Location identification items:
-------------------------

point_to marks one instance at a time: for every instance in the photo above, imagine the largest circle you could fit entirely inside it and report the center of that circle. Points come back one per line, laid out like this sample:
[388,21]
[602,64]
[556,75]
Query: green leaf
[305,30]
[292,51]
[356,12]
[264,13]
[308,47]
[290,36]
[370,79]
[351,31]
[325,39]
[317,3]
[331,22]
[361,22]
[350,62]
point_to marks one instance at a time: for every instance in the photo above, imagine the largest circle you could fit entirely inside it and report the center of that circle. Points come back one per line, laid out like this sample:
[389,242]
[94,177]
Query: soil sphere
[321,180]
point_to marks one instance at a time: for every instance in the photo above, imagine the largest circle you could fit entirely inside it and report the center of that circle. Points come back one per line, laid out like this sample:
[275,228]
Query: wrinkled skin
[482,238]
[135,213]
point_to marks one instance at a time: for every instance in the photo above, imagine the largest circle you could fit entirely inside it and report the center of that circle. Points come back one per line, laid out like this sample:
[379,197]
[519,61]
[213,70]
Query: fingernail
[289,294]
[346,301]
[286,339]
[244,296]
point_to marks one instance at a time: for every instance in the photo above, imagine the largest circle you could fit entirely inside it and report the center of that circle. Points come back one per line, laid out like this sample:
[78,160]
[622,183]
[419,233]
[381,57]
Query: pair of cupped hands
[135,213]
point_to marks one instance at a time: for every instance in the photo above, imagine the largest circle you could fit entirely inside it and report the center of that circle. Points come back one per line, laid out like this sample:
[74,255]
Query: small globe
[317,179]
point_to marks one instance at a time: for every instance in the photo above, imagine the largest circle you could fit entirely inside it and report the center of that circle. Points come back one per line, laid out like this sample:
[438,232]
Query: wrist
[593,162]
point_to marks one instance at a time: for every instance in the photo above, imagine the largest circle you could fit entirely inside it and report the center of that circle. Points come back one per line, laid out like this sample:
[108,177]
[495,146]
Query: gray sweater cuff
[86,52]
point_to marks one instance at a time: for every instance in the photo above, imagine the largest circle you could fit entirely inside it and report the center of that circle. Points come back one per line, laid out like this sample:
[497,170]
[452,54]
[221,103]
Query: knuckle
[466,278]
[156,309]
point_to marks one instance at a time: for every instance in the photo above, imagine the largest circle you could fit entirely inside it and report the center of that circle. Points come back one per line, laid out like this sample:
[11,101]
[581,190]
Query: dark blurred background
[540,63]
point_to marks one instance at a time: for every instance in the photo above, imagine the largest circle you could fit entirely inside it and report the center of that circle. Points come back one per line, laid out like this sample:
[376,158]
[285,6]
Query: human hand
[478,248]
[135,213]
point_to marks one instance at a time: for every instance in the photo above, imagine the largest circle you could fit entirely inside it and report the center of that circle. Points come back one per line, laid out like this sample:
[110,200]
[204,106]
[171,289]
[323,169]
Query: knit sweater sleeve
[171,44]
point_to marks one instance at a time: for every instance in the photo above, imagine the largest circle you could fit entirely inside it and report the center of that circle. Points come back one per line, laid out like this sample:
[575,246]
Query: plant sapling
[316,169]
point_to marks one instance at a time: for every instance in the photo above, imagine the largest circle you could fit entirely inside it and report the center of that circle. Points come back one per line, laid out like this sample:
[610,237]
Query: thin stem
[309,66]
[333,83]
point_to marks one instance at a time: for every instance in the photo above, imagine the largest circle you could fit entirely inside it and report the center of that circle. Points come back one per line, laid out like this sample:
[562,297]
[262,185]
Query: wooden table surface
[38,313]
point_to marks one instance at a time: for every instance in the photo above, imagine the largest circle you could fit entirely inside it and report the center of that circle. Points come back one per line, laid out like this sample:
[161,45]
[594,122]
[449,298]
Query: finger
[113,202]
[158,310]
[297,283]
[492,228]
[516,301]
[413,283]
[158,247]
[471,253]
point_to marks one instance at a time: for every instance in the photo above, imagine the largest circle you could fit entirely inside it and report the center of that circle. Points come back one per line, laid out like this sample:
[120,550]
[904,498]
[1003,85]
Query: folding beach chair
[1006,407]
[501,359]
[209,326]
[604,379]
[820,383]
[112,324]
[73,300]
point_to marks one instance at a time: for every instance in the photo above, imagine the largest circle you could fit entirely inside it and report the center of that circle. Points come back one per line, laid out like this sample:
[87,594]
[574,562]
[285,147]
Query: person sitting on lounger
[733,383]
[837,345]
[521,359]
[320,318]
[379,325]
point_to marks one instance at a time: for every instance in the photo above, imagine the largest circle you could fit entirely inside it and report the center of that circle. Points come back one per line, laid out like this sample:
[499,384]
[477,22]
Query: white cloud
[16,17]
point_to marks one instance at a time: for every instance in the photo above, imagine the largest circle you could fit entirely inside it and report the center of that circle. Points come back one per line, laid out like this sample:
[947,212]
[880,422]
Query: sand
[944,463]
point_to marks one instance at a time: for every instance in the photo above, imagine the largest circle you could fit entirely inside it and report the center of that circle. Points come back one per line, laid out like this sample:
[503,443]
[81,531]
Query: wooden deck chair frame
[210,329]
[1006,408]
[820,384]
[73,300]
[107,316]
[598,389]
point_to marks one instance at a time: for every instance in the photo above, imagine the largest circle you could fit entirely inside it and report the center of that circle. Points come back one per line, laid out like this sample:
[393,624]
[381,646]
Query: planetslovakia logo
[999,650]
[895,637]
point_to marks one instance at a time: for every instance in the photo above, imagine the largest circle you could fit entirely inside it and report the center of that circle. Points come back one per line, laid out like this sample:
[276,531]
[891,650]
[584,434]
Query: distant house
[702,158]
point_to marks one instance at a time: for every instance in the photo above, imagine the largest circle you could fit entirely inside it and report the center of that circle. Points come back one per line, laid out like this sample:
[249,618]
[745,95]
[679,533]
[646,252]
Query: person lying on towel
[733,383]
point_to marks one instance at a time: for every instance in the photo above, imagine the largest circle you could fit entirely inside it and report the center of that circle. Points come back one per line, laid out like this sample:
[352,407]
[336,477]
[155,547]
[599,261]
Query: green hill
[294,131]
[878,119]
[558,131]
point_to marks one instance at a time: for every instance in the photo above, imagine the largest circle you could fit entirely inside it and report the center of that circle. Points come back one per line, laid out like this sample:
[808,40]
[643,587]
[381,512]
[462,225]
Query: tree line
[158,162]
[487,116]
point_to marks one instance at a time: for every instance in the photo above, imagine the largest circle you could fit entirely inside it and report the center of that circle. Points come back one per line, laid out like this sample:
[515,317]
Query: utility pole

-------------------------

# Objective
Identify every line in the material above that contains the string "wooden", matching case exactly, and copy each of those lines.

# Final answer
Query: wooden table surface
Query: wooden deck chair frame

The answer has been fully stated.